→ Problem to work on:
Print the entire listing. Each line must match the original exactly.

→ Given records:
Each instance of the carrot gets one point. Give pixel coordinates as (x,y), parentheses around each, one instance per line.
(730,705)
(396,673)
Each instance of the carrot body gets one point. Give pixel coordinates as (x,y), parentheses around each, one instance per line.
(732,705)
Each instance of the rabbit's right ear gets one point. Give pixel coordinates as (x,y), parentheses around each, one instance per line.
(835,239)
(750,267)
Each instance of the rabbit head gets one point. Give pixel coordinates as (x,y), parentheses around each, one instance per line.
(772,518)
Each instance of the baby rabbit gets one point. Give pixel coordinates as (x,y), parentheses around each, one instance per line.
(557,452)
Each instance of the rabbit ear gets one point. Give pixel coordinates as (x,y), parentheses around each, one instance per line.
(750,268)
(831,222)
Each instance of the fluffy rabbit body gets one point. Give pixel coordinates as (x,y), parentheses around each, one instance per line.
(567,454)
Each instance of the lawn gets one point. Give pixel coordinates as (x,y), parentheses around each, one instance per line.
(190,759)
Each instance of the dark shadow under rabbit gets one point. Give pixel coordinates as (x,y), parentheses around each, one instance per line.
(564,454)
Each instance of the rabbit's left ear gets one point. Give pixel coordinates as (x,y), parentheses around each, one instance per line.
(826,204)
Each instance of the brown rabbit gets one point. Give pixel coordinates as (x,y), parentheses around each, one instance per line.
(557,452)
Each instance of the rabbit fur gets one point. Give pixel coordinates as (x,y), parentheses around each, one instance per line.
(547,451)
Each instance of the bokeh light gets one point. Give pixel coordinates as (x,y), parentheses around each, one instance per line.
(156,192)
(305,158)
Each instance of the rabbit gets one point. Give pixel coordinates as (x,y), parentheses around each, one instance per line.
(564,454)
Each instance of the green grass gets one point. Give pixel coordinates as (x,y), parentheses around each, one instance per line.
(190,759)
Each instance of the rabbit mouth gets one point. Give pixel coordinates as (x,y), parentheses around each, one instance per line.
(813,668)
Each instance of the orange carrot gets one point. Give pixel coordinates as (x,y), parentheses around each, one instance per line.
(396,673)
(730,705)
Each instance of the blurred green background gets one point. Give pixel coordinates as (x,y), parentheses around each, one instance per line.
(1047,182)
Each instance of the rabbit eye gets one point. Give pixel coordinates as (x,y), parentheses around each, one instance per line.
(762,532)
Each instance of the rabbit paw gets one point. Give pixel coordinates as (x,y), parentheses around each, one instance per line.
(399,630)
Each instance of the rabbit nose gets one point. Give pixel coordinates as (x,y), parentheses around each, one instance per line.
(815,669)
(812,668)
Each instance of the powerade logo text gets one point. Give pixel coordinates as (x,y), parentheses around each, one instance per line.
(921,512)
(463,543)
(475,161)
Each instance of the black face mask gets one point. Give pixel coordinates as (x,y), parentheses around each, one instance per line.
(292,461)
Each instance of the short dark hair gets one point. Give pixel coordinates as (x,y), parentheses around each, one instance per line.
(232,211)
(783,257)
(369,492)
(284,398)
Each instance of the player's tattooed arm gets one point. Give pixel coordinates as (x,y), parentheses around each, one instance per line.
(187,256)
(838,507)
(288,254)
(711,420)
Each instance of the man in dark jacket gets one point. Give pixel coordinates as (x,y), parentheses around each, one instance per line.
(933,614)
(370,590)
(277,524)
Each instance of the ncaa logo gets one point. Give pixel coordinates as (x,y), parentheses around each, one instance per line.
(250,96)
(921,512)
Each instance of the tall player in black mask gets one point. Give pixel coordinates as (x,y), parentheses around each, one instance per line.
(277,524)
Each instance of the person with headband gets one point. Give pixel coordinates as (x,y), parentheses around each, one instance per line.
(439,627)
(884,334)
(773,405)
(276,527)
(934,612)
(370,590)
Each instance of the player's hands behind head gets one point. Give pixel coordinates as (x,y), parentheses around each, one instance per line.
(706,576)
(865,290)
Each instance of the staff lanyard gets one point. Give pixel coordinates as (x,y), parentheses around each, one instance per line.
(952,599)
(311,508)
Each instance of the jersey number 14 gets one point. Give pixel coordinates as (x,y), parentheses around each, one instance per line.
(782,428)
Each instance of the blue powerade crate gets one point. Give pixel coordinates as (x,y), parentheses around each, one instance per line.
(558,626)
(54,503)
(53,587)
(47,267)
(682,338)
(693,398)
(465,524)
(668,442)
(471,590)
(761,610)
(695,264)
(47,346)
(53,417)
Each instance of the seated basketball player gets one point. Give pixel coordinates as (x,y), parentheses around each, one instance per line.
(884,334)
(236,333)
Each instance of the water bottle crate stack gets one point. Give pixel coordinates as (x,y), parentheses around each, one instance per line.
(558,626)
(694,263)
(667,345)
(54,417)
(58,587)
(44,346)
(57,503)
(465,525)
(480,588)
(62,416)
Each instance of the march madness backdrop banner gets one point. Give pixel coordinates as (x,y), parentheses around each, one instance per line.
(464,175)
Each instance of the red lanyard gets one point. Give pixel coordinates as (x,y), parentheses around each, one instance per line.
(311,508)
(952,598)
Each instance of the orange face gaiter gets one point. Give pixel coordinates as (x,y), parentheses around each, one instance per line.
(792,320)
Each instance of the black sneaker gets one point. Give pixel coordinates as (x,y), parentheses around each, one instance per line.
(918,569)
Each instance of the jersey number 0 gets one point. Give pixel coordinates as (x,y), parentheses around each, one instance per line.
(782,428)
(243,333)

→ Final answer:
Each instance of the carrot gets one point. Give pixel coordinates as (x,y), parentheses around each, one instance per line.
(730,705)
(396,673)
Each instance of the carrot body gets one point. Give pixel coordinates as (x,y), parentheses around each, one instance per line.
(732,705)
Each instance of the rabbit's right ear gets one point. Give pixel coordinates as (x,y), parentheses around each, one instance per line.
(835,239)
(750,267)
Each instance of the rabbit head gets one point. Give pixel coordinates as (x,y), parentheses around each, one instance per line.
(772,518)
Each instance of the baby rabbit gets one point. Give pixel coordinates as (x,y), parentheses around each, one instance per line.
(557,452)
Each instance of the rabbit ear gets one point. Give pixel coordinates as (x,y), parentheses around each, one instance per line.
(750,268)
(831,222)
Each instance of the fluffy rabbit body gets one point. Give pixel coordinates as (x,y), parentheses around each, one instance per line.
(567,454)
Each instance of the lawn gets one point. Give pixel coordinates as (x,y), parentheses around each, one instance per line.
(190,759)
Each instance of the dark shadow under rabbit gets one point. Give pixel coordinates as (x,y), parentheses around each, one instance per line.
(564,454)
Each instance of the rabbit's left ear gets one point. Give pixel coordinates as (x,y), parentheses around each, one instance per line.
(826,204)
Each instance of the brown rabbit gets one point. Give pixel coordinates as (x,y), parentheses around each, one instance per line.
(557,452)
Each instance of the rabbit fur gets one point. Give pixel coordinates as (x,y), parentheses around each, one instance per line.
(547,451)
Each instance of the bokeh light gets one point. Give pixel coordinates as (x,y), parentheses around each, one instance per line.
(156,192)
(305,158)
Each instance of the rabbit gets one point. Give pixel coordinates as (x,y), parentheses around each, one instance per line.
(564,454)
Each instance of the green grass gets one point. Give pixel coordinates as (x,y), parentheses around each, one instance per line.
(190,759)
Each instance of the rabbit mouth gets one point. Give pixel coordinates as (x,y), parentheses around each, one instance per line.
(813,668)
Each instance of the orange carrot gets one point. Give pixel coordinates as (x,y), parentheses around each, one instance per line.
(396,673)
(730,705)
Each instance of the blurred green background gets one point. Give pixel coordinates as (x,y), parentheses around each, one instance per line.
(1047,182)
Each instance of the rabbit eye gets one point. Give pixel coordinates as (x,y), parentheses around each, one instance per line.
(762,532)
Each instance of the rabbit paw gets one point. Give pixel coordinates as (x,y), parentheses around each, one instance per line.
(399,630)
Each instance of the rabbit nose gets one point. Give pixel coordinates as (x,y), parentheses around each, one instance per line.
(815,669)
(812,668)
Each instance of the powerade logo text gets one point. Give pixel coordinates as (x,y), parentheses around each, one instance per line.
(921,512)
(463,543)
(475,161)
Each instance of the black face mask gets one point. Give pixel coordinates as (x,y), parentheses around each, one instance per line.
(292,461)
Each instance of the short dark hair gets one point. Give pixel coordinates as (x,y), parentheses around each, one instance per line.
(232,211)
(783,257)
(369,492)
(284,398)
Each instance of the player's tattooed arm gets one point. Give pixel coordinates as (x,y), parentheses around each, one instance per line.
(187,256)
(838,507)
(288,254)
(711,420)
Each instance of the man in dark jacket gets one point. Give pixel coordinates as (x,y), parentheses around each, one instance per line.
(933,614)
(370,590)
(277,524)
Each instance of the ncaa logo gets one point. Give pixel coordinates as (x,y), parentheses around each, one instance per line.
(250,96)
(921,512)
Each instance of the tall player in black mask gets one point. Give pixel coordinates as (x,y), parentheses around each, one instance per line.
(277,524)
Each instance of the person with headband gets one point. Give pixel coordinates as (x,y), parentheses around each, one instance per line.
(439,627)
(884,334)
(773,405)
(276,527)
(934,612)
(370,590)
Each instance of the player's hands behind head gets one point. Give pixel coordinates as (x,y), parentheses around each, one instance per line.
(706,576)
(865,290)
Each instance of the staff lanyard gets one point. Give pixel coordinates as (x,y), parentheses around each, one instance per line.
(952,599)
(311,508)
Each instance of the jersey number 14 gets one point. Give pixel coordinates as (x,y), parentheses around each, one instance per line.
(782,428)
Each instance of the blue powerade crate gets one point. Give pixel coordinates as (x,y), parentheses around each, one instance per line.
(558,626)
(54,503)
(53,587)
(47,267)
(682,338)
(693,398)
(465,524)
(668,442)
(471,590)
(761,610)
(695,264)
(47,346)
(53,417)
Each instance of the seated basketball player gets one point. Give pixel coordinates as (x,y), parentheses around each, one instance per line.
(884,334)
(236,333)
Each instance of the water bottle crate stack gets one point. Give pixel coordinates as (x,y), parentheses around each, one instance per line.
(558,626)
(694,263)
(667,345)
(54,417)
(58,587)
(44,346)
(57,503)
(465,525)
(480,588)
(62,416)
Each instance of the march madness backdrop banner gets one point. Give pixel coordinates as (x,y), parentheses around each, one instance per line.
(464,175)
Each instance of the red lanyard gets one point. Give pixel coordinates as (x,y), parentheses around each, one instance per line.
(311,508)
(952,598)
Each instance of the orange face gaiter gets one point. Give pixel coordinates as (x,y), parentheses around each, one instance per line.
(792,320)
Each instance of the black sneaker gets one point. Give pixel coordinates as (x,y), parentheses around each, one instance per line.
(918,569)
Each instance of the jersey number 0 gets one point. Give pixel coordinates as (x,y), parentheses around each, one instance per line.
(782,428)
(243,333)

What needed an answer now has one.